▶ **What to produce**:
Take the line that contains "Which spot sits on each instance of the green leaf" as the first and the last line of the material as the final one; set down exactly the lines in that span.

# # # # #

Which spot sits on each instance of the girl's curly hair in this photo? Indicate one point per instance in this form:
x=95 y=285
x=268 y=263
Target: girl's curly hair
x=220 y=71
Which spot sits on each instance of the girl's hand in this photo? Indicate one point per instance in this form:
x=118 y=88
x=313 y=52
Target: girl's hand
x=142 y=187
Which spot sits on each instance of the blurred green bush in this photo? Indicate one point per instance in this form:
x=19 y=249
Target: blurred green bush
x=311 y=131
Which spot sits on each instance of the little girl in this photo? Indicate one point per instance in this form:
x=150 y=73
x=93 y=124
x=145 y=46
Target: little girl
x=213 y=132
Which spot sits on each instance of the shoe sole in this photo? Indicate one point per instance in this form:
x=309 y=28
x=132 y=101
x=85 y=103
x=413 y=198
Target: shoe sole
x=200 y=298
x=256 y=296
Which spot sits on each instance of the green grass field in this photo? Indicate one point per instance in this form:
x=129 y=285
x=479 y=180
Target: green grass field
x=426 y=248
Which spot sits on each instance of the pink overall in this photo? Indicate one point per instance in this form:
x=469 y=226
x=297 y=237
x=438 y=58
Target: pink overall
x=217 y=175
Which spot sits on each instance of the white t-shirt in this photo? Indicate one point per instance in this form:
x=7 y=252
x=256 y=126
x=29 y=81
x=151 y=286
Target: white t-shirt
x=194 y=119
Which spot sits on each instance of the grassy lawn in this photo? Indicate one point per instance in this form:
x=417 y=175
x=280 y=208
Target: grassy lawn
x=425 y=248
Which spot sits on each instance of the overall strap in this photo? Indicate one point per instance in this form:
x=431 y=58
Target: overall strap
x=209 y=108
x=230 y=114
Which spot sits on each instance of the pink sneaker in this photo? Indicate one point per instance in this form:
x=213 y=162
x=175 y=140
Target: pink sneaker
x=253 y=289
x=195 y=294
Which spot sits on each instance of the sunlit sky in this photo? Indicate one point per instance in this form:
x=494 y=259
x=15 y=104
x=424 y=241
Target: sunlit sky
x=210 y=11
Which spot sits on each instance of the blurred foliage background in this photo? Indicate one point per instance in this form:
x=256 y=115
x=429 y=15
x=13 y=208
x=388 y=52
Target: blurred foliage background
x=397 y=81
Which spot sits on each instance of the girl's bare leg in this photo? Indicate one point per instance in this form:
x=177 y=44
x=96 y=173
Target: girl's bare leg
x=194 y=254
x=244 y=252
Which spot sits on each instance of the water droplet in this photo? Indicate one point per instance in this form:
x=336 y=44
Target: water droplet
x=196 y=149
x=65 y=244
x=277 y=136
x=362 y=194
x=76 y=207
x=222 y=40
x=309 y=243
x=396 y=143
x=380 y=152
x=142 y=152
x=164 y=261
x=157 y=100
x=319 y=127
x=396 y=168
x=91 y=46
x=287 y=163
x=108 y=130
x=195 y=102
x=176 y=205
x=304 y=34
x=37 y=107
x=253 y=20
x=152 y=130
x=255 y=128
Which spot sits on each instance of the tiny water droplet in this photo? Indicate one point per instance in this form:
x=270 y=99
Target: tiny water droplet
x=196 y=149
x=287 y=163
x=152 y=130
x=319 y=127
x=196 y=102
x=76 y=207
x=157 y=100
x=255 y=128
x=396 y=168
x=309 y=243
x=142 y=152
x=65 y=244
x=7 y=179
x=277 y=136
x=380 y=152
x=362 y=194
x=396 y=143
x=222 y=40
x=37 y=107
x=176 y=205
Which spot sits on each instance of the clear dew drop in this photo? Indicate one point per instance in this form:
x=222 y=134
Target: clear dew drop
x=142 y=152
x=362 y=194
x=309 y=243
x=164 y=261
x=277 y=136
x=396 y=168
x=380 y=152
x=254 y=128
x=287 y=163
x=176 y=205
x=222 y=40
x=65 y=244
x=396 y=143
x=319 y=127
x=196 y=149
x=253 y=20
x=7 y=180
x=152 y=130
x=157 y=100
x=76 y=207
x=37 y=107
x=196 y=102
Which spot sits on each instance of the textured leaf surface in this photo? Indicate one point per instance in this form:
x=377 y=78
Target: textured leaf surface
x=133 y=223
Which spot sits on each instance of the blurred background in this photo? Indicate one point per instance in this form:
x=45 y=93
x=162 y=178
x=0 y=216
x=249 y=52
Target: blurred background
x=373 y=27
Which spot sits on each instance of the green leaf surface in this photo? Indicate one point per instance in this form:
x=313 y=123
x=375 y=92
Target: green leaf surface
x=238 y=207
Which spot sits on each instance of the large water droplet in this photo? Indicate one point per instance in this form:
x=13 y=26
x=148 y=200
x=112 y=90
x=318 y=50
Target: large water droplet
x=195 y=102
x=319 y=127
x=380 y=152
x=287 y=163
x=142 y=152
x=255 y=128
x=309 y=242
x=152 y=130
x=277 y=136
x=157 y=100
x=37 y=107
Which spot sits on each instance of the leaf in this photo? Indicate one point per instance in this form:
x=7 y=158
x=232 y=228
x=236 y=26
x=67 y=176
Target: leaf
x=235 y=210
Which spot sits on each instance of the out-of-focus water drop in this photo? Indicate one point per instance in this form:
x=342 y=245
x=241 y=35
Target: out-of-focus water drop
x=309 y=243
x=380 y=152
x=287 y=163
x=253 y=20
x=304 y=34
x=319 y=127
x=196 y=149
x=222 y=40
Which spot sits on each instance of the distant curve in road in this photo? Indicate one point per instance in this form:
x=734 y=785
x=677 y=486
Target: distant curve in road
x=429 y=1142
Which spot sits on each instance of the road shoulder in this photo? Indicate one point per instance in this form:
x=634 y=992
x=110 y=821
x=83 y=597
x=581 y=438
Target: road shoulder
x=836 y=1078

# # # # #

▶ **Task response**:
Which spot sits on each instance of the green leaf surface in this photo? Indicate one point per instance in this form:
x=313 y=123
x=375 y=92
Target: green leaf surface
x=238 y=207
Which spot sits on each instance of the large water droplet in this photo? Indicate one point per instance in this form:
x=13 y=26
x=148 y=200
x=112 y=90
x=318 y=50
Target: large water droplet
x=195 y=102
x=319 y=127
x=380 y=152
x=287 y=163
x=142 y=152
x=255 y=128
x=309 y=242
x=152 y=130
x=277 y=136
x=157 y=100
x=37 y=107
Which spot sits on each instance of the leaf in this photo? Indicate one point per instance in this form:
x=7 y=158
x=232 y=228
x=236 y=26
x=67 y=176
Target: leaf
x=235 y=210
Which spot sits on each instance of the out-of-focus water drop in this photo? Indicate one point per instance in this form:
x=342 y=245
x=241 y=35
Target: out-of-focus water drop
x=309 y=243
x=380 y=152
x=287 y=163
x=253 y=20
x=304 y=34
x=319 y=127
x=196 y=149
x=222 y=40
Which spot sits on each instance of the distant curve in road in this photo? Indicate one point per instance in this form:
x=734 y=785
x=677 y=486
Target: distant curve in road
x=429 y=1142
Which spot sits on each instance of the road shoulder in this photo? Indicate one point per instance in this form:
x=634 y=992
x=110 y=821
x=83 y=597
x=581 y=438
Target: road shoulder
x=836 y=1078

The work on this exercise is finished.